Task goal — Which lines in the records below contain the word "tiled"? Show every such line in full, and treat uppercase and lowercase letters as different.

Supplied data —
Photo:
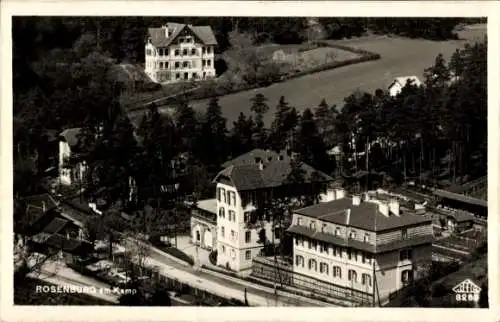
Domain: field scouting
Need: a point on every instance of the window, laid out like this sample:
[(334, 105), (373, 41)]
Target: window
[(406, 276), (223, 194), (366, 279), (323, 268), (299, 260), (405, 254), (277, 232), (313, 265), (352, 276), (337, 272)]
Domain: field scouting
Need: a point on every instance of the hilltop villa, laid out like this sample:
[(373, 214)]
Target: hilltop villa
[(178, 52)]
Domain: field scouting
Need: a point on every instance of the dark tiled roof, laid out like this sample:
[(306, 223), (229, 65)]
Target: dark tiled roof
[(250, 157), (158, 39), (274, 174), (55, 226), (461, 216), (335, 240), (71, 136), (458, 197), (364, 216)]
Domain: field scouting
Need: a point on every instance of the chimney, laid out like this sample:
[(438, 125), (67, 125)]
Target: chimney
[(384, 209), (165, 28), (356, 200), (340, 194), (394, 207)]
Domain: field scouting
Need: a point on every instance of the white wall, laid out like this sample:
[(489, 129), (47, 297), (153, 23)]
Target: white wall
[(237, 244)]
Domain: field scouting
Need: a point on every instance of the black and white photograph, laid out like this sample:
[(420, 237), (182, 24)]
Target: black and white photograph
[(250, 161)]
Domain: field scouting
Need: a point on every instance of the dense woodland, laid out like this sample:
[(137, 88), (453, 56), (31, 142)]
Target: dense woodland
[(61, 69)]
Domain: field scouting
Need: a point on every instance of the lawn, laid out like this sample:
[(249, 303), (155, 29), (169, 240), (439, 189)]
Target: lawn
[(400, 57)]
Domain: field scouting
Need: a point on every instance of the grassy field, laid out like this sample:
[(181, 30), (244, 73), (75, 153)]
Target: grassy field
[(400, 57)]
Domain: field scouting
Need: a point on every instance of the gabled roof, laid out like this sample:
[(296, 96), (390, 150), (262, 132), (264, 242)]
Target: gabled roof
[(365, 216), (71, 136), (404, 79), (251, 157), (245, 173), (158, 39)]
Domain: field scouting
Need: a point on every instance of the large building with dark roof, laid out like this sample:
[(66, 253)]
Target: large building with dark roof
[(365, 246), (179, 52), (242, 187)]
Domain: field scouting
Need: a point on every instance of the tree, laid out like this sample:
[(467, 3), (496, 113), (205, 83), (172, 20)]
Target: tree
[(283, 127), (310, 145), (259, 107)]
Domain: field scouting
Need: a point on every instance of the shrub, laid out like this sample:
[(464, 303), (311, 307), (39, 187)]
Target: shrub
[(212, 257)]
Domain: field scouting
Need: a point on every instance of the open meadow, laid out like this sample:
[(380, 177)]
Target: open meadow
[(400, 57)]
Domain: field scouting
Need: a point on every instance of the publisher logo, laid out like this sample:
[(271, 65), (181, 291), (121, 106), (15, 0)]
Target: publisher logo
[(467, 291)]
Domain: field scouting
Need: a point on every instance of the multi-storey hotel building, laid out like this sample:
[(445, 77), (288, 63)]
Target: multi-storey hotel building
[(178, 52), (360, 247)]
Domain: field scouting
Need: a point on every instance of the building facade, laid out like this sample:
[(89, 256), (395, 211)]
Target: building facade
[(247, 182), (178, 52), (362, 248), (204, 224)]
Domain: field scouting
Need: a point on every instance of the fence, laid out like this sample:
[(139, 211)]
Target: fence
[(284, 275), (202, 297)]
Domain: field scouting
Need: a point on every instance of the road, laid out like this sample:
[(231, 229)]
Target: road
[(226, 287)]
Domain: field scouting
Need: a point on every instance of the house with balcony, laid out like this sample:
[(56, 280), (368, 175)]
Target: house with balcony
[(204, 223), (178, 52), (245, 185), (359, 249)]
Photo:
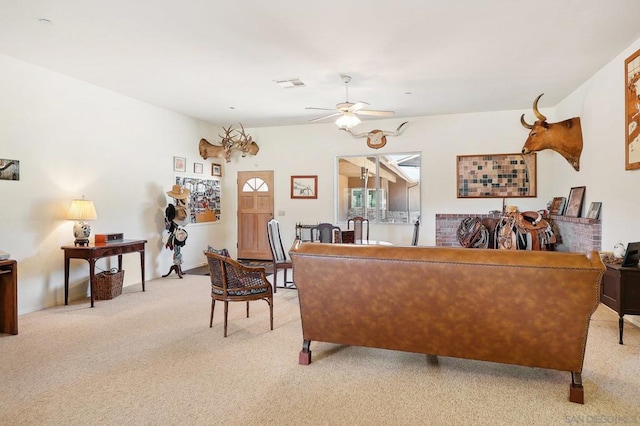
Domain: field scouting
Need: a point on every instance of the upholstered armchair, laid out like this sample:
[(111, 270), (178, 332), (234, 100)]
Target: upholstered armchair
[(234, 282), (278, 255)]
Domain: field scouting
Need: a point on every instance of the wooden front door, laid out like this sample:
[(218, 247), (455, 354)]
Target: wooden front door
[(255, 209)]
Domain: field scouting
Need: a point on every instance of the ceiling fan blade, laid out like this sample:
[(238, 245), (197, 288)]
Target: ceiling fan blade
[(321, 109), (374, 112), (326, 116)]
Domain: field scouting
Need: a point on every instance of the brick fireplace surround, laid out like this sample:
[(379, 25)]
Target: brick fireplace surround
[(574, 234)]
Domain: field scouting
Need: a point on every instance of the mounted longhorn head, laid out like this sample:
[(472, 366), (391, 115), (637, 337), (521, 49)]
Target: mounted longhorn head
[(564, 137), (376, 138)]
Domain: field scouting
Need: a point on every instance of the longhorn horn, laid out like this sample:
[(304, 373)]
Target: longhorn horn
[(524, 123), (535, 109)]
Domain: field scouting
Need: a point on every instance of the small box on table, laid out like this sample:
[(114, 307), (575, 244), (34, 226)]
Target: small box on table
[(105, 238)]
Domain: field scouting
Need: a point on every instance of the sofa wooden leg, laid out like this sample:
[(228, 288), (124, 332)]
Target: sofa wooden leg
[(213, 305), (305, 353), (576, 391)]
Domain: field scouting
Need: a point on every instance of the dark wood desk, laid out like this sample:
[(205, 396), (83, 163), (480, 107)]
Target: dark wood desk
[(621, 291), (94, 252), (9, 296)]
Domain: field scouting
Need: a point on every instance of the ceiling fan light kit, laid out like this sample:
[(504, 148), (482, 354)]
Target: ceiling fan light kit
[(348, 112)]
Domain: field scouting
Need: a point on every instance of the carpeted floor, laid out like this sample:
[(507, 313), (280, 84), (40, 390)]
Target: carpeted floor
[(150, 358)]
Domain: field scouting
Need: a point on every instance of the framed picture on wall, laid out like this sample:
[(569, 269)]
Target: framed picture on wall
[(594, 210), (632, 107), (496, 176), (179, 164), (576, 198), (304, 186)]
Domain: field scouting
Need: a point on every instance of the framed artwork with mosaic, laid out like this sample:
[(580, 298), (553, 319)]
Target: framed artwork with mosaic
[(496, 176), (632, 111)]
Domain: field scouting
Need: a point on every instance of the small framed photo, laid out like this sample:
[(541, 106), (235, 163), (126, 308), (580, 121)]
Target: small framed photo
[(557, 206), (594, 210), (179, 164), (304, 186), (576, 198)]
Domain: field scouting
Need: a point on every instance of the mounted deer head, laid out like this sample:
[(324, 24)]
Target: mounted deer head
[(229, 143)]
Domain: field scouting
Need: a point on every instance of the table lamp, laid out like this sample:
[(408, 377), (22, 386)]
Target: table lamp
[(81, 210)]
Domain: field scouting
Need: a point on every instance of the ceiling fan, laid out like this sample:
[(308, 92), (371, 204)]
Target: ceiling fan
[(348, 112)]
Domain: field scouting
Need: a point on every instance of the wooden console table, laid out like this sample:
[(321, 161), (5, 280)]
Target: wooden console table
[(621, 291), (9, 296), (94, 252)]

---

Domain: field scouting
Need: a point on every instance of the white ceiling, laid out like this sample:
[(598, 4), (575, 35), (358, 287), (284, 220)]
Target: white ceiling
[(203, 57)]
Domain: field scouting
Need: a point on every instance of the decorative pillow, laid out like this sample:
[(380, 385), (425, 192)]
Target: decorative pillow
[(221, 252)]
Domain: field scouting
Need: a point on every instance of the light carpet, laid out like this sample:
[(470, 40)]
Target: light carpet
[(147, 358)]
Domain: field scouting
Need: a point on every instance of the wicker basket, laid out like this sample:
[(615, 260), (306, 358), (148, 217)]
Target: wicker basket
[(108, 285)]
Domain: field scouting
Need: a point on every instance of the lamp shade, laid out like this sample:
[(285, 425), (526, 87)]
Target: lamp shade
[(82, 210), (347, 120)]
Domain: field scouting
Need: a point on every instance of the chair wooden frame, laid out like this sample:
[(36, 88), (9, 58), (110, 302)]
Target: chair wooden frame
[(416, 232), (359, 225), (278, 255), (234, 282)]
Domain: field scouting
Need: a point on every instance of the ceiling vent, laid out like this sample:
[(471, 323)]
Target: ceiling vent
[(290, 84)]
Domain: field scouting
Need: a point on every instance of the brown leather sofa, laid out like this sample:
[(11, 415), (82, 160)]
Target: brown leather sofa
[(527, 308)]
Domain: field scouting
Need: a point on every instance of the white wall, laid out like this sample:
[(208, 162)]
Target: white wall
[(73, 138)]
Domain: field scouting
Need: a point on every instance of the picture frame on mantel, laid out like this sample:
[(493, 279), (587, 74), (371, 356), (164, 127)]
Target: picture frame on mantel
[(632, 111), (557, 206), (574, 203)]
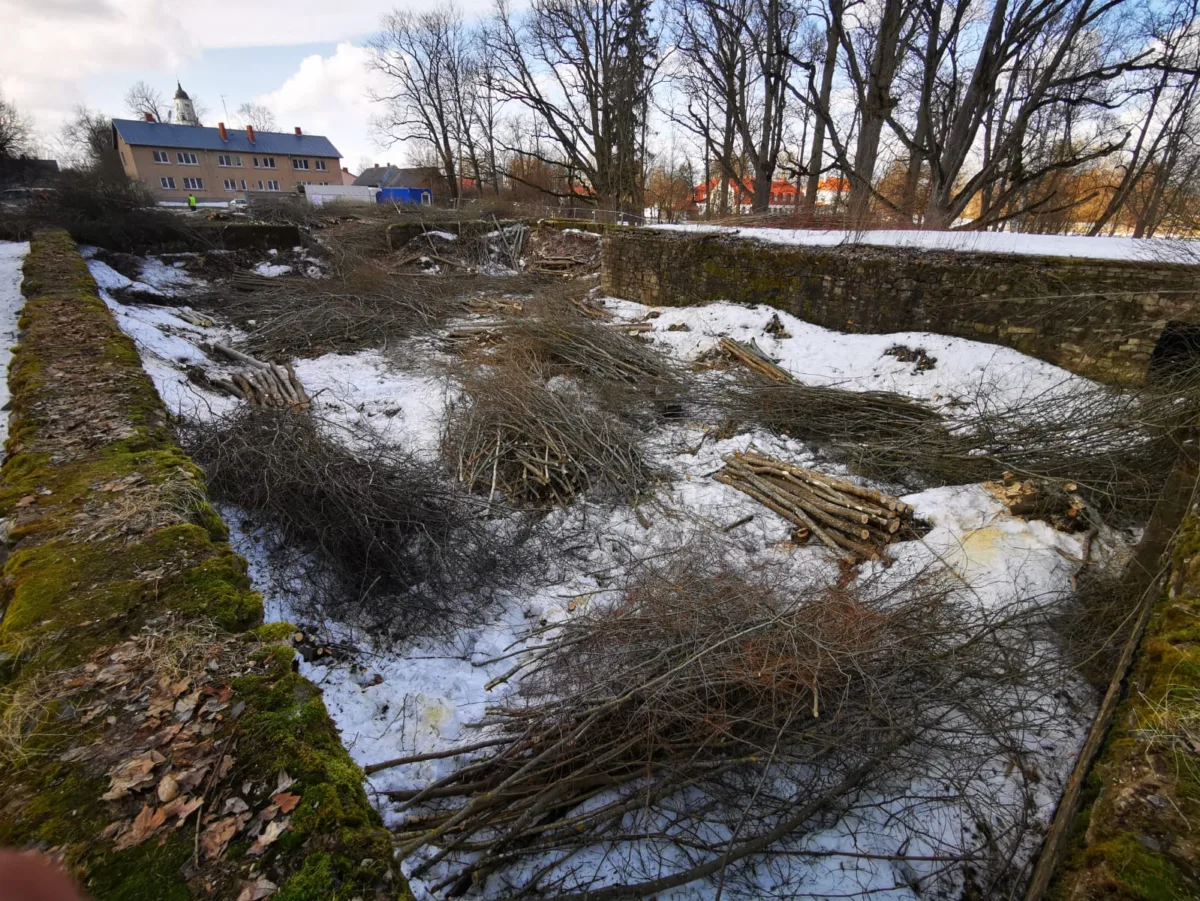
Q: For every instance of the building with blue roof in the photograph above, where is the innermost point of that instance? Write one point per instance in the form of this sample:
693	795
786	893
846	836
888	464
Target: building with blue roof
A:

Expected output —
Need: a point on every instance of the dark tiled roof, laid out like this sample:
Target: dark tiled roof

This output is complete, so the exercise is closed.